Text section

The same elegance that personalizes is the elegance that narrows. The same intelligence that finds you exactly what you want is the intelligence that, over time, quietly walls you inside your own preferences, decorates the cell beautifully, and calls it discovery. That’s the thing I want to tear apart. Not whether algorithms work. They work brilliantly. But what they work toward, and what gets destroyed in the process.
IT’S NOT MAGIC. IT’S GEOMETRY.
Take Spotify, because their system is the most documented. Their recommendation engine marries content-based filtering (analyzing audio characteristics: tempo, key, instrumentation) with collaborative filtering (watching listening patterns across millions of users). They also deploy word2vec, a technique borrowed from natural language processing and repurposed for music. Anderson and colleagues described it cleanly: playlists become “documents,” songs within them become “terms,” and the system trains itself to predict what word comes next in the sentence. Songs cluster in a multidimensional vector space. Similar songs appear closer together. The algorithm navigates this space to find you what you’re statistically likely to want next.

That’s not magic. It’s Geometry. And geometry has no interest in whether you’ve ever heard a Bulgarian folk choir.
YouTube’s system uses deep neural networks to process watch time, engagement signals, contextual factors, all in service of one metric that, if you strip the language back, is really just: keep the person on the platform longer. TikTok’s For You Page watches your second-by-second viewing behaviour, your dwells, your scrolls, and builds a taste model in real time. It knows what you want before you’ve finished wanting it. Creepy doesn’t begin to cover this, and I say that as someone who also finds it mesmerizing. The mechanics are impressive. The consequences are not.
ACCOUNTING ENTERED THE STUDIO
Here’s what happens to music when the algorithm runs the show long enough. Hooktheory, the music analysis company, found that one chord progression — I-V-vi-IV — now appears in nearly 40% of top Billboard hits.

Research published in the Journal of Popular Music Studies found the tempo range of Billboard Hot 100 songs has narrowed dramatically since the 1990s. An analysis of six decades of Billboard data shows key changes (those moments when Stevie Wonder would modulate upward and you’d feel your chest lift involuntarily) declined from around 20% of hits in the 1970s to less than 5% by 2020. Dynamic range has collapsed, in what engineers grimly call the loudness war. Song structures have converged: shorter intros, hooks arriving before the 30-second mark because that’s when a stream officially “counts” for royalty purposes.
Think about what that last one means. The architecture of a song is being designed around a payment threshold. We have allowed accounting to enter the studio and instruct the music.
And nobody decided this. That’s the thing that should disturb us most. There was no meeting where a group of executives said, right, let’s make all music the same. It happened through accumulated micro-decisions, each rational in isolation.

Artists and producers watching what succeeds algorithmically, adapting their choices accordingly. Algorithms recommending music based on similarity to previously successful songs. Success metrics rewarding the familiar with a slight edge of novelty, what researchers Noah Askin and Michael Mauskapf called “optimal distinctiveness”: different enough to stand out, not so different as to confuse the system. The result is what some researchers have started calling algorithmic monoculture. Nobody intended it. Everyone built it.

Information supplied
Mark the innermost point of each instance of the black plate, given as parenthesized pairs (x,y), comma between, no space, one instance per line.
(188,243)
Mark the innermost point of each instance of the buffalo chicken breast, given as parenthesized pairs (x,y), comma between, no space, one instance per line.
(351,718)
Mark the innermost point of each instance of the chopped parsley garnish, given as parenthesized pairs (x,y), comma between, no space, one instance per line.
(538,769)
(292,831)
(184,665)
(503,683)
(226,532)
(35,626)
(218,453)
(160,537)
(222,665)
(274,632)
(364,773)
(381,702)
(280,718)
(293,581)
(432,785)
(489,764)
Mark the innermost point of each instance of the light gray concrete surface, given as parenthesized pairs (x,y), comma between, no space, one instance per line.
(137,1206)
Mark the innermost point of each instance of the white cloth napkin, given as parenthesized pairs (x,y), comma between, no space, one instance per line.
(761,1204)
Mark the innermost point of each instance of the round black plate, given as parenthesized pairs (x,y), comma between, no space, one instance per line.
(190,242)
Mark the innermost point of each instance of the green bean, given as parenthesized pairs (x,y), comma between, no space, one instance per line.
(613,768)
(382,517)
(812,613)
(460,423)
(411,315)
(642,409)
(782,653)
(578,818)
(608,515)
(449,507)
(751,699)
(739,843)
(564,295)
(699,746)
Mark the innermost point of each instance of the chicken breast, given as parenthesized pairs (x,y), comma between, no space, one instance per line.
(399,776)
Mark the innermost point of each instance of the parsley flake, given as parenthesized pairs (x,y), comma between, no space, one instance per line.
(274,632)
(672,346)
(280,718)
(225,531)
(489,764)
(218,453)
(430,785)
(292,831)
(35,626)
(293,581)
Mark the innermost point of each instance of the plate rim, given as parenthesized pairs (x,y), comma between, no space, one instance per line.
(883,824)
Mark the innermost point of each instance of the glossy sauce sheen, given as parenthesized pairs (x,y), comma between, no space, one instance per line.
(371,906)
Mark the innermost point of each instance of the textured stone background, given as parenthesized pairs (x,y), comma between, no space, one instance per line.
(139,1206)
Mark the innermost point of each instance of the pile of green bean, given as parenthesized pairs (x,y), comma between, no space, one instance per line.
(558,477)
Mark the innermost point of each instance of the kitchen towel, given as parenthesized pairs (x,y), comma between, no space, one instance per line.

Set of tasks
(a) From the essay on music algorithms above, copy out the passage from "IT’S NOT MAGIC." up to and including "Bulgarian folk choir.".
(b) Render this sentence from the essay on music algorithms in Spanish: "Hooktheory, the music analysis company, found that one chord progression — I-V-vi-IV — now appears in nearly 40% of top Billboard hits."
(c) Condense the paragraph of the essay on music algorithms that begins "Research published in the Journal of Popular Music Studies" into a bulleted list of its findings.

Completed exercise
(a)
IT’S NOT MAGIC. IT’S GEOMETRY.
Take Spotify, because their system is the most documented. Their recommendation engine marries content-based filtering (analyzing audio characteristics: tempo, key, instrumentation) with collaborative filtering (watching listening patterns across millions of users). They also deploy word2vec, a technique borrowed from natural language processing and repurposed for music. Anderson and colleagues described it cleanly: playlists become “documents,” songs within them become “terms,” and the system trains itself to predict what word comes next in the sentence. Songs cluster in a multidimensional vector space. Similar songs appear closer together. The algorithm navigates this space to find you what you’re statistically likely to want next.

That’s not magic. It’s Geometry. And geometry has no interest in whether you’ve ever heard a Bulgarian folk choir.

(b) Hooktheory, la empresa de análisis musical, descubrió que una progresión de acordes —I-V-vi-IV— aparece ahora en casi el 40 % de los principales éxitos de Billboard.

(c)
- The tempo range of Billboard Hot 100 songs has narrowed dramatically since the 1990s (Journal of Popular Music Studies).
- Key changes fell from around 20% of hits in the 1970s to less than 5% by 2020 (six decades of Billboard data).
- Dynamic range has collapsed in what engineers call the loudness war.
- Song structures have converged: intros are shorter, and hooks arrive before the 30-second mark, when a stream "counts" for royalties.